*CHALLENGE*.
Count how many lines in the items below contain the word "person". Reply with that number alone.

Start TASK INPUTS

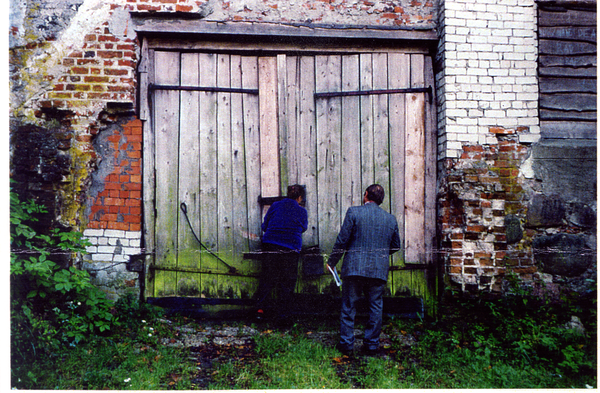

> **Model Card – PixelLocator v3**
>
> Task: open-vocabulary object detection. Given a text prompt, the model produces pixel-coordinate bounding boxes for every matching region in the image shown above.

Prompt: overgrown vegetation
[11,187,597,390]
[10,192,116,381]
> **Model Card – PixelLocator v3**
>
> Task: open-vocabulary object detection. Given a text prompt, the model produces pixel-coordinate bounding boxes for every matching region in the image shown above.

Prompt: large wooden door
[145,49,435,298]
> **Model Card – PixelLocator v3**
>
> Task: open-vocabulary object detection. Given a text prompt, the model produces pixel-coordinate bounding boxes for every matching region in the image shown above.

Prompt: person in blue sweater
[257,184,308,323]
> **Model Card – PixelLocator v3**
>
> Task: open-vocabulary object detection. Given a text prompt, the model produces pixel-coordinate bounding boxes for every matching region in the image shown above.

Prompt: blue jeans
[340,276,385,350]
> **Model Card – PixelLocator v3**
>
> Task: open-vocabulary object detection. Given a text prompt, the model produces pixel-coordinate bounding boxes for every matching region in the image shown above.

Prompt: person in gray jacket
[327,184,401,355]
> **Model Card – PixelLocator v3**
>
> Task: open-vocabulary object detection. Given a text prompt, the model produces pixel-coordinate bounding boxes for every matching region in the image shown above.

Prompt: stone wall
[436,0,596,295]
[9,0,437,297]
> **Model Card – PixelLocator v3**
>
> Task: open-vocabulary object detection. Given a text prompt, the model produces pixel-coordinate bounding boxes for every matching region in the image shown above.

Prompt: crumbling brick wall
[10,0,437,297]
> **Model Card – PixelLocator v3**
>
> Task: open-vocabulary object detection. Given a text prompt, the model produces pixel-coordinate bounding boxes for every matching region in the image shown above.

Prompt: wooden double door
[141,48,436,298]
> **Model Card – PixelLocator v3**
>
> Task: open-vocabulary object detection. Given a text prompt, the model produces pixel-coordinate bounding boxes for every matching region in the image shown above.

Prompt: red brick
[97,50,123,59]
[83,76,110,83]
[71,67,89,75]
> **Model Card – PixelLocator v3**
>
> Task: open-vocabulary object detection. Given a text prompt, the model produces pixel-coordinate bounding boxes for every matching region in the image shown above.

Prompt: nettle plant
[10,191,115,352]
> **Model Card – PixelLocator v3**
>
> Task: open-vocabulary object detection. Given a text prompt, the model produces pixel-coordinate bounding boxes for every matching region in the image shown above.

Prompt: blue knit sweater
[262,198,308,251]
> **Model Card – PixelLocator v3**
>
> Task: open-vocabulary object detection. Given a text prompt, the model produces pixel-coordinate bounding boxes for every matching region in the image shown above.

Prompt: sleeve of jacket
[327,208,355,267]
[390,220,402,255]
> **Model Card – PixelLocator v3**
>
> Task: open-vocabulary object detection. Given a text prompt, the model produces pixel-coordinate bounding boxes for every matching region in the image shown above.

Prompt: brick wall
[436,0,540,291]
[9,0,437,297]
[437,0,540,159]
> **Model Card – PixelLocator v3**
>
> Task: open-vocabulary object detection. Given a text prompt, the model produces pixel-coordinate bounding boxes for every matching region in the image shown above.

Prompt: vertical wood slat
[140,46,156,296]
[177,53,201,295]
[360,53,375,188]
[296,56,320,246]
[155,51,180,295]
[315,55,343,251]
[366,53,390,212]
[276,54,291,195]
[340,55,364,219]
[424,56,437,263]
[258,57,281,204]
[405,55,425,263]
[388,53,410,293]
[230,55,248,270]
[217,54,234,271]
[198,53,219,284]
[242,56,262,254]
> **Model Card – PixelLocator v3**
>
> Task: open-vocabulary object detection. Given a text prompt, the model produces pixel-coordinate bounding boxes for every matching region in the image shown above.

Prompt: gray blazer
[327,203,402,281]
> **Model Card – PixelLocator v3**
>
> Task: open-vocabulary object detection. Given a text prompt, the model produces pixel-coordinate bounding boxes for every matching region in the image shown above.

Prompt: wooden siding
[142,48,436,298]
[538,1,597,139]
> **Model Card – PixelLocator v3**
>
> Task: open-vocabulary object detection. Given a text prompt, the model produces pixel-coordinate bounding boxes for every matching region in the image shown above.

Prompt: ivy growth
[10,187,116,372]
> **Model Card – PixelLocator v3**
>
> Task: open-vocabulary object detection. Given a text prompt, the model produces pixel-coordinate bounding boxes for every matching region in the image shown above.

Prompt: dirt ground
[161,318,414,389]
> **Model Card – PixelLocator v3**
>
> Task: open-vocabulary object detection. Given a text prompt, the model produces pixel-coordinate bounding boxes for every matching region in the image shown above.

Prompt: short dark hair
[288,184,304,200]
[367,184,385,205]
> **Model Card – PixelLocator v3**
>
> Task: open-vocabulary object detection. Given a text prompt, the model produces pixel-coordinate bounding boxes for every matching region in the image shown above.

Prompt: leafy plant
[10,187,115,386]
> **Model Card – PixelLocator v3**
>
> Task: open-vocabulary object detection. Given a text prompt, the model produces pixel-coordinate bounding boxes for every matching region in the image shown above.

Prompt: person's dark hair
[288,184,304,200]
[367,184,385,205]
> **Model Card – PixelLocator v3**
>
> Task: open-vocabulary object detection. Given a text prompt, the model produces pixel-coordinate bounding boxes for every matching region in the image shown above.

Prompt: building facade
[9,0,596,304]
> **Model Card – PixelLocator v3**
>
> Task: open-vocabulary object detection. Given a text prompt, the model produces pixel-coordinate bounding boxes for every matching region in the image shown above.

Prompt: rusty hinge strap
[315,86,433,101]
[148,83,258,95]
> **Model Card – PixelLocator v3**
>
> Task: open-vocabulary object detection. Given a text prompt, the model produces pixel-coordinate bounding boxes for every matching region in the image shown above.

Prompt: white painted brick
[92,254,113,262]
[113,255,129,262]
[98,246,115,254]
[123,247,141,255]
[488,68,508,76]
[125,231,142,239]
[104,229,125,237]
[83,229,104,237]
[486,4,508,14]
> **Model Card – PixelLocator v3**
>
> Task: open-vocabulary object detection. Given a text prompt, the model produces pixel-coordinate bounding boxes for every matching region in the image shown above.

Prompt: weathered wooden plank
[154,52,180,295]
[258,57,281,204]
[177,53,201,295]
[279,56,302,185]
[217,54,234,269]
[133,18,437,46]
[198,53,218,278]
[140,49,156,296]
[276,54,290,195]
[242,56,262,256]
[538,9,596,27]
[373,53,390,212]
[539,67,597,78]
[540,77,596,94]
[405,55,425,263]
[538,39,597,56]
[360,53,375,188]
[423,56,437,263]
[296,56,319,246]
[540,121,597,139]
[540,93,597,111]
[315,55,343,250]
[538,26,597,43]
[540,109,598,121]
[539,55,598,68]
[340,55,364,214]
[230,55,248,264]
[388,53,410,288]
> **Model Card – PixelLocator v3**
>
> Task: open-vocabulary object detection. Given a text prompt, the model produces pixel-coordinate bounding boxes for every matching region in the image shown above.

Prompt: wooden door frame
[132,18,437,298]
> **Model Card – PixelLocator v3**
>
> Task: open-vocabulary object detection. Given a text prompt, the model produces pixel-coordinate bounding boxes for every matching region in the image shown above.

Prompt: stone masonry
[436,0,540,290]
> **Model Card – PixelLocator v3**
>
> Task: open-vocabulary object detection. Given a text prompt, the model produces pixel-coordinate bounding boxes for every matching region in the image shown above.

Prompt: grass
[12,290,597,390]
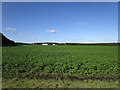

End TASK INPUTS

*RESULT OF THE TASK*.
3